**What this task involves**
Your answer must restate each entry below word for word, with no pictures in it.

START Given entries

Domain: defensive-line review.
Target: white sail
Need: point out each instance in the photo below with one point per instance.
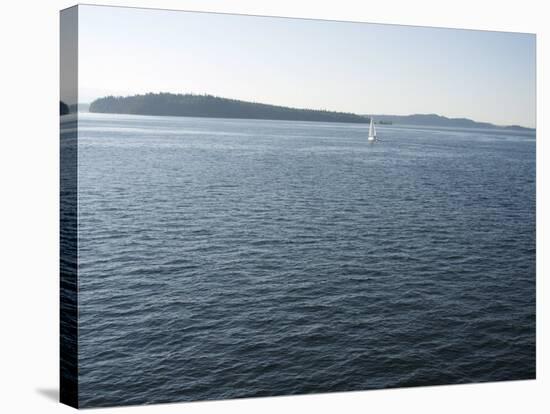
(372, 131)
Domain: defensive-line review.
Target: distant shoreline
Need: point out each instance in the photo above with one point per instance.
(209, 106)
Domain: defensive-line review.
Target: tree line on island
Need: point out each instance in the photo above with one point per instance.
(168, 104)
(209, 106)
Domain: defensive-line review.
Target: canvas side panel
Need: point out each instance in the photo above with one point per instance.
(68, 206)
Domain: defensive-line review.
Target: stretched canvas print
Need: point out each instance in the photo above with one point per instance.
(259, 206)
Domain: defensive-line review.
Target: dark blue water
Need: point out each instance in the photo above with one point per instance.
(232, 258)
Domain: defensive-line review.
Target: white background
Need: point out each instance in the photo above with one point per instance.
(29, 162)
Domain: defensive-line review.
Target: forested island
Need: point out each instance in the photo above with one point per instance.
(209, 106)
(438, 120)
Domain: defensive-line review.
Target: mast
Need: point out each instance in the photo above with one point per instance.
(372, 132)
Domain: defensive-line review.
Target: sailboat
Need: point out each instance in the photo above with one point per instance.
(372, 131)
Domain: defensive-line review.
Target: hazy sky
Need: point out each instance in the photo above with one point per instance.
(355, 67)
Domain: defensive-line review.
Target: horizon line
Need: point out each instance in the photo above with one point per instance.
(452, 118)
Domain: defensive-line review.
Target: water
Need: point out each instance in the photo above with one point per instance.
(232, 258)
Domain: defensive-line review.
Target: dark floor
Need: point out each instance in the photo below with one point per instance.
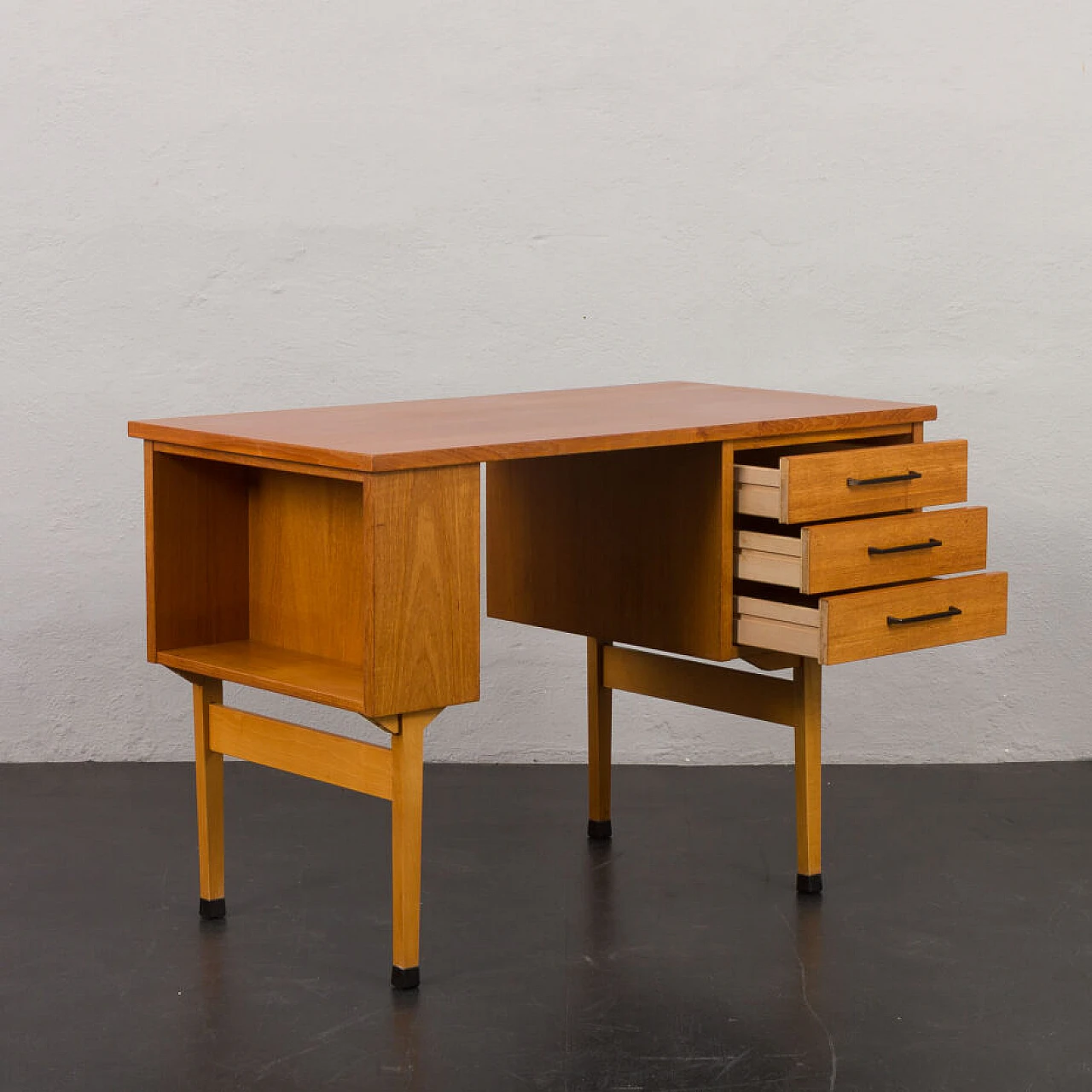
(952, 949)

END Given entries

**Answer below**
Domain: defensive-line review.
Target: white sail
Need: point out each instance in the photo below with one point per instance.
(372, 131)
Domain: defensive-line review.
Target: distant shoreline
Need: point out each instance in the photo above with one point per instance.
(209, 106)
Domain: defensive-line review.
Target: tree line on island
Need: point out each instance in the photo above with one point per instance.
(168, 104)
(209, 106)
Domain: defensive-line review.
Target: canvas side panel
Need: point out each instance in the photo above with one point per instance.
(68, 206)
Domain: defensive-line review.
Target: stretched canvas print
Need: point out each instance in the photo above with one point per instance.
(259, 206)
Domain: defensive-line review.
Target: dark blue water
Need: point out each instance in the photo above with one point per instance.
(232, 258)
Domain: defensive-line review.
Target: white background
Need: point out each instance in the photo above with one point per instance.
(29, 162)
Domain: defensive-line review.
Target: forested island
Need: point out each instance in the photo above with one point per instance.
(209, 106)
(438, 120)
Domain: defensive-line review.
Target: mast
Need: point out each instance in the photo above with one point per instance.
(372, 132)
Domain: defensive-line review.
Target: sailboat
Need: point out each instance in the photo above with one point per instance.
(372, 131)
Domain: defensive-line review.
Target: hazy sky
Need: point out each instance in the photo above with one point per instance.
(355, 67)
Domain: defensive-line review.
Target: horizon line
Need: point out each instance in the photo above with one point per instance.
(452, 118)
Domain: defensive-line review.
Target: water
Need: point out each instance in the photo above with one point per instance.
(232, 258)
Domain: defensive-line review.
Target: dark floor
Need: point out each instance in the photo below with one point per instance.
(952, 949)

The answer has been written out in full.